**RECORDS FOR THE TASK**

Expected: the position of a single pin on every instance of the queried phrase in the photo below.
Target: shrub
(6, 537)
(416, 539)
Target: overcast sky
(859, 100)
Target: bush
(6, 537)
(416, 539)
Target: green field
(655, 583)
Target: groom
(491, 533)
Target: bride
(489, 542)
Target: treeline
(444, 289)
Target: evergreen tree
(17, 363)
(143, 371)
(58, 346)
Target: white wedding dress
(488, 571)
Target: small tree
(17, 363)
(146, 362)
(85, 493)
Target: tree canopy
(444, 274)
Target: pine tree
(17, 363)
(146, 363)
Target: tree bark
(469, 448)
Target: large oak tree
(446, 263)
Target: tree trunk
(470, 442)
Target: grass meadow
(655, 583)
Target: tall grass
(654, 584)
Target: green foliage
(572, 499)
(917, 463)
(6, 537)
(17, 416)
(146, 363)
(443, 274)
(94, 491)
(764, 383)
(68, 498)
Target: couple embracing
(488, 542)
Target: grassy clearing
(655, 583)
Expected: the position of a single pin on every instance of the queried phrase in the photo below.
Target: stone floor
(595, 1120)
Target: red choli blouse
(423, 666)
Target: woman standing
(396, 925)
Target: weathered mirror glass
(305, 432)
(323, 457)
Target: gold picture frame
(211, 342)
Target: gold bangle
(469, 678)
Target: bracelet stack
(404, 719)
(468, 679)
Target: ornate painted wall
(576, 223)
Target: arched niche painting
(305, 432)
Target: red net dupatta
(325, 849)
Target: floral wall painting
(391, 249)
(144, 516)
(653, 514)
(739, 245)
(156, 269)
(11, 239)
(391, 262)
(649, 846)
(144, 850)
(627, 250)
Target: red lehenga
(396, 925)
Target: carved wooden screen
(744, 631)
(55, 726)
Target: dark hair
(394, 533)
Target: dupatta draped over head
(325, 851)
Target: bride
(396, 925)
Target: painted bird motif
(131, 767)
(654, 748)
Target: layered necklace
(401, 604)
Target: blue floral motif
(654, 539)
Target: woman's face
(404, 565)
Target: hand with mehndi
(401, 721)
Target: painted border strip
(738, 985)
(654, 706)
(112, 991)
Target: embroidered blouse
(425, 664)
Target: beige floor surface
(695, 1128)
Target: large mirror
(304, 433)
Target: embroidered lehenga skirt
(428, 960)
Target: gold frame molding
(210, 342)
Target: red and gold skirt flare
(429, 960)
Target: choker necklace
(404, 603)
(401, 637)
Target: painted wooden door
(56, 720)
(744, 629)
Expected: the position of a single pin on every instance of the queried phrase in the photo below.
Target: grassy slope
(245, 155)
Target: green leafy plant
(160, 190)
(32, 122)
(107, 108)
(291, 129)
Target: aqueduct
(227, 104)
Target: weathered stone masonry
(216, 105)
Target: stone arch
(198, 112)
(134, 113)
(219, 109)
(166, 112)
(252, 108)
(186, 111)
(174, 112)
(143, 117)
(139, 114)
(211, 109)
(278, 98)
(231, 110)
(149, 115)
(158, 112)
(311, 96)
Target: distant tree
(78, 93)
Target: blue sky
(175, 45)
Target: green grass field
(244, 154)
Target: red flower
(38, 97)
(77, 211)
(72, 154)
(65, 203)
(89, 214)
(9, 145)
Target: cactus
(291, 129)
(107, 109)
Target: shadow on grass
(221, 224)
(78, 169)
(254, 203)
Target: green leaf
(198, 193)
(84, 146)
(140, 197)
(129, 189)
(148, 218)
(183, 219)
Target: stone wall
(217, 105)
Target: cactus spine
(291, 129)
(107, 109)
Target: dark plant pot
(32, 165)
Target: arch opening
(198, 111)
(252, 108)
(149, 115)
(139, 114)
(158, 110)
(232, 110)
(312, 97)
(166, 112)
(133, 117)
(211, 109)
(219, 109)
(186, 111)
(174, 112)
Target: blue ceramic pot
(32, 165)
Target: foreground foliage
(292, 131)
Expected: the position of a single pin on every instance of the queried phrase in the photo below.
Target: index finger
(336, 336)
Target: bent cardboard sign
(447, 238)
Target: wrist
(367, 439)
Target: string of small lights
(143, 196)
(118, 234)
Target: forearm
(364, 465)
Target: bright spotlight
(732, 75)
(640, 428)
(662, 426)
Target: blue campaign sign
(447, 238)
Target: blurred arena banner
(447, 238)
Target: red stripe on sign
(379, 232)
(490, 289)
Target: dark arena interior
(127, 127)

**JOB**
Copy the records above exactly.

**OUTPUT OF THE EXERCISE**
Expected: the position of a single pin on every instance of the queried phrase in the photo below.
Target: shrub
(6, 537)
(416, 539)
Target: overcast sky
(859, 100)
Target: bush
(6, 537)
(416, 539)
Target: green field
(655, 583)
Target: groom
(491, 533)
Target: bride
(489, 542)
Target: treeline
(444, 289)
Target: evergreen tree
(17, 363)
(143, 371)
(58, 346)
Target: white wedding dress
(488, 571)
Target: small tree
(17, 363)
(146, 362)
(85, 493)
Target: tree canopy
(444, 274)
Target: pine tree
(17, 363)
(146, 363)
Target: tree bark
(469, 448)
Target: large oak tree
(446, 263)
Target: tree trunk
(470, 442)
Target: grass meadow
(655, 583)
Target: tall grass
(654, 584)
Target: green foliage
(572, 499)
(917, 463)
(6, 537)
(17, 416)
(146, 363)
(443, 274)
(94, 491)
(764, 383)
(68, 498)
Target: couple embracing
(488, 542)
Target: grassy clearing
(655, 583)
Expected: the position of a single pin on every instance of the queried phrase in the photo below.
Target: stone floor
(595, 1120)
Target: red choli blouse
(423, 666)
Target: woman standing
(396, 925)
Target: weathered mirror glass
(305, 432)
(323, 457)
Target: gold picture frame
(211, 342)
Target: gold bangle
(469, 678)
Target: bracelet stack
(404, 719)
(468, 679)
Target: ornate painted wall
(576, 223)
Target: arched niche painting
(305, 432)
Target: red net dupatta
(325, 849)
Target: floral wall painting
(391, 249)
(144, 516)
(653, 514)
(739, 245)
(156, 269)
(11, 239)
(391, 262)
(649, 846)
(144, 850)
(627, 250)
Target: red lehenga
(396, 925)
Target: carved wooden screen
(744, 631)
(55, 726)
Target: dark hair
(394, 533)
Target: dupatta draped over head
(325, 851)
Target: bride
(396, 925)
Target: painted bird motif
(131, 767)
(654, 748)
Target: layered necklace
(401, 604)
Target: blue floral motif
(654, 539)
Target: woman's face
(404, 565)
Target: hand with mehndi
(401, 721)
Target: painted border strip
(738, 985)
(654, 706)
(112, 991)
Target: embroidered blouse
(425, 664)
Target: beige floor surface
(695, 1128)
Target: large mirror
(304, 433)
Target: embroidered lehenga skirt
(428, 960)
Target: gold frame molding
(210, 342)
Target: red and gold skirt flare
(429, 960)
Target: choker necklace
(404, 603)
(401, 637)
Target: painted wooden door
(56, 720)
(744, 629)
Expected: the position of a single pin on every instance of the queried phrase in the photo below.
Target: grassy slope
(245, 155)
Target: green leafy plant
(160, 190)
(32, 122)
(107, 108)
(291, 129)
Target: aqueduct
(227, 104)
Target: weathered stone masonry
(216, 105)
Target: stone arch
(198, 112)
(134, 113)
(219, 109)
(166, 112)
(252, 108)
(186, 111)
(174, 112)
(143, 117)
(139, 114)
(211, 109)
(278, 98)
(231, 110)
(149, 115)
(158, 112)
(311, 96)
Target: distant tree
(78, 93)
Target: blue sky
(175, 45)
Target: green grass field
(244, 154)
Target: red flower
(38, 97)
(77, 211)
(72, 154)
(65, 203)
(89, 214)
(9, 145)
Target: cactus
(291, 129)
(107, 109)
Target: shadow on grass
(221, 224)
(78, 169)
(254, 203)
Target: green leaf
(198, 193)
(84, 146)
(140, 197)
(129, 189)
(148, 218)
(183, 219)
Target: stone wall
(217, 105)
Target: cactus spine
(291, 129)
(107, 109)
Target: dark plant pot
(32, 165)
Target: arch opening
(198, 111)
(252, 108)
(149, 115)
(139, 114)
(158, 110)
(232, 110)
(312, 97)
(166, 112)
(133, 117)
(211, 109)
(219, 109)
(186, 111)
(174, 112)
Target: blue ceramic pot
(32, 165)
Target: foreground foliage
(292, 131)
Expected: the position of a single pin on every instance of the queried phrase in the photo below.
Target: index finger
(336, 336)
Target: bent cardboard sign
(447, 238)
Target: wrist
(367, 439)
Target: string of small lights
(143, 196)
(118, 234)
Target: forearm
(364, 465)
Target: bright spotlight
(732, 75)
(640, 428)
(662, 426)
Target: blue campaign sign
(447, 238)
Target: blurred arena banner
(447, 238)
Target: red stripe on sign
(379, 232)
(490, 289)
Target: dark arena interior
(127, 127)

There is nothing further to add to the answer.